▸ REQUIRED TASK A: Count the lines in the rows below that contain the string "white", treating case as significant, and give only the number.

━━━━━ TEXT PASSAGE ━━━━━

# Help! Urgent with 11 day old kitten



## Luckykitty (Oct 5, 2011)

Sorry this is long-winded - but I really need some advice and thought I should give the full picture.

Backstory:
I've been feeding 8 feral cats in my backyard. I've already adopted 5 cats (found a home for one - one disappeared.) I'm working on a way to start an association for trap/spay release and care for cats in my small village in France.

In the meantime - I have 2 females who gave birth. One cat came into my studio to have her kittens and she's been in there for 3 weeks. She has 5 kittens that seem to be doing well. I have an appointment Tuesday to have her looked at by the vet and discuss when we can spay that female.

*OK - so on to my urgent issue. *
I have another cat that had kittens in my flower bed in the backyard. I swooped up mother and kittens (who were covered in dirt) and made a bed in my garden shed. 2 kittens died, but one lived. I've been feeding mom 4 times a day and made them a safe bed - that kitten is 11 days old.

*Here's what I need help with.*
Mom was taking great care of kitten - I knew they were covered in fleas, but wasn't sure what to do - I have a vet appointment Tuesday to get advice on what I could put on them. In the past day - mom seems to be paying less attention to kitten. I go outside and mom is lounging in the shade while baby is crying inside. Also - the kitten is SWARMING with fleas! It's also really hot outside. I did my best to cover the garden shed windows with curtains to block the sun - but it's warmish. 

This is rural France and Monday is a holiday - nothing is going to be open until Tuesday unless I call my vet at home - and she's might not think a stray cat with fleas constitutes an emergency!

I already have 4 cats, 2 dogs in the house - plus our guest mom cat, so bringing another mom in is going to be tricky. I don't know if I should take the kitten inside and bathe her and keep her inside and feed her formula? I did buy some formula yesterday just in case.

*I just don't know if it's worse to take the kitten from mom in case she isn't taking care of it and try to get some of the fleas off the kitten and syringe feed it - or if I should leave her with her mom and wait for Tuesday morning for the vet's advice. 
*
Bring in both and bathe both? May totally stress out mom cat. Help! :fust


----------



## bluemilk (Oct 3, 2005)

SACRE BLEU! 

You're not having a dull summer, are you? If you can, MAYBE try to bring in mom and kitten? I don't know HOW they'll react if you try to bathe either, or both of them.

Giving a domestic a bath is challenge enough... Have you bathed a feral before?

btw, is today a saint's feast day?


----------

━━━━━

▸ REQUIRED TASK B: In the thread about the 11-day-old kitten, how many kittens does the cat in the studio have?

━━━━━ INPUT ROWS ━━━━━

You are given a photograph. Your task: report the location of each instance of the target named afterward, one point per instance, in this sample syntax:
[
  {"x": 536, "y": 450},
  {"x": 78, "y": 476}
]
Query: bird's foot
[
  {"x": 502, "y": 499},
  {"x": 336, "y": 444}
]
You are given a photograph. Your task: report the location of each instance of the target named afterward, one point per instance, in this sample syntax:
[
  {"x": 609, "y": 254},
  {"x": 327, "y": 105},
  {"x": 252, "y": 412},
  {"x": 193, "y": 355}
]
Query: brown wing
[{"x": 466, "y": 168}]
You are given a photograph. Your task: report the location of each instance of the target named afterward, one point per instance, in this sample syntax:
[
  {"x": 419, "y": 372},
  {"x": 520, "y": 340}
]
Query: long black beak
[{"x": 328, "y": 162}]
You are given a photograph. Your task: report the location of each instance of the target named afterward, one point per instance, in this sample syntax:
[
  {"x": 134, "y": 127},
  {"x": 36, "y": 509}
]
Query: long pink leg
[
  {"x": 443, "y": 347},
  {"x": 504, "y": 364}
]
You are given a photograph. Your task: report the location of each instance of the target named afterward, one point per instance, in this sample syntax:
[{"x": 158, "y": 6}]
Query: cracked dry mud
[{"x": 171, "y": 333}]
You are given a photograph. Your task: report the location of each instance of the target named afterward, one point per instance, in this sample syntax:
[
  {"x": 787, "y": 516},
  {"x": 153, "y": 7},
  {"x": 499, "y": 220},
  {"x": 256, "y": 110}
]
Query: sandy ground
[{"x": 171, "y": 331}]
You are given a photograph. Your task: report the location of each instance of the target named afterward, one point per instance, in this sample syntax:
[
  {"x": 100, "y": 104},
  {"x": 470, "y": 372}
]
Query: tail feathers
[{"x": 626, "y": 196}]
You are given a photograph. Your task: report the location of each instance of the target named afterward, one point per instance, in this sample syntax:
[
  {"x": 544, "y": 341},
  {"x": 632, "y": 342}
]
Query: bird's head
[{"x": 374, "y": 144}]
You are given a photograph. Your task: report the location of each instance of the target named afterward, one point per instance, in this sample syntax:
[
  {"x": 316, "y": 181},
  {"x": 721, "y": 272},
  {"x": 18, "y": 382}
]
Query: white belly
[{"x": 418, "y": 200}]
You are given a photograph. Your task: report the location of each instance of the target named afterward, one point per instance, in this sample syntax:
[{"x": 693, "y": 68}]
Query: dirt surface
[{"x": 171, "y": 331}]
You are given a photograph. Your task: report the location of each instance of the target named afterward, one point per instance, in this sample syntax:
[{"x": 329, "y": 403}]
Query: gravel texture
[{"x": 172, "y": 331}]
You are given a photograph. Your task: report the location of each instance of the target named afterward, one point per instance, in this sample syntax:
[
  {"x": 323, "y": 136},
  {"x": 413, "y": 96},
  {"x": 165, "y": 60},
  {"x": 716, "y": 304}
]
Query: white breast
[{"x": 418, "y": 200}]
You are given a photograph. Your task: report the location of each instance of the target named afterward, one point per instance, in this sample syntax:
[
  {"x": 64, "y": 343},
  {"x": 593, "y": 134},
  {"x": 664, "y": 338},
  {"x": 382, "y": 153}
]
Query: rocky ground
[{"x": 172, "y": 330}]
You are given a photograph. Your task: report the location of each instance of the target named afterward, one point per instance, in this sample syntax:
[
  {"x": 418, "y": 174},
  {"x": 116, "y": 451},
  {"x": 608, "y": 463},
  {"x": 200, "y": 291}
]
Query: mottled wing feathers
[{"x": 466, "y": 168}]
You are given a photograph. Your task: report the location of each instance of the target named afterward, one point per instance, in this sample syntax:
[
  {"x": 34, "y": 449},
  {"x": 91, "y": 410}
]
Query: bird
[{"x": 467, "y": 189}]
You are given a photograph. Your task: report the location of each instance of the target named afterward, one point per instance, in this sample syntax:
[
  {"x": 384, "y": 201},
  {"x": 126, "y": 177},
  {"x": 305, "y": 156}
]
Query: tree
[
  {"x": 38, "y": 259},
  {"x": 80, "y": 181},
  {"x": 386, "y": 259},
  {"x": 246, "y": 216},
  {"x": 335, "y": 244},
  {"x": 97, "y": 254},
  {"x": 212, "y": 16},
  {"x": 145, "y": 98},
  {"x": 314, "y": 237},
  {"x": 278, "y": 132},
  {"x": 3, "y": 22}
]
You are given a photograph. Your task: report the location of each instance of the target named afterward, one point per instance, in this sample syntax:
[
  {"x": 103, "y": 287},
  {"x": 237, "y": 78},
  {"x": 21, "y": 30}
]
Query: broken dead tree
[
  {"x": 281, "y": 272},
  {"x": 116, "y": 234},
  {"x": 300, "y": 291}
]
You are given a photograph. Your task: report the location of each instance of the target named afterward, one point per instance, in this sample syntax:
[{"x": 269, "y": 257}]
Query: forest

━━━━━

▸ FINAL RESULT A: 2

▸ FINAL RESULT B: Five.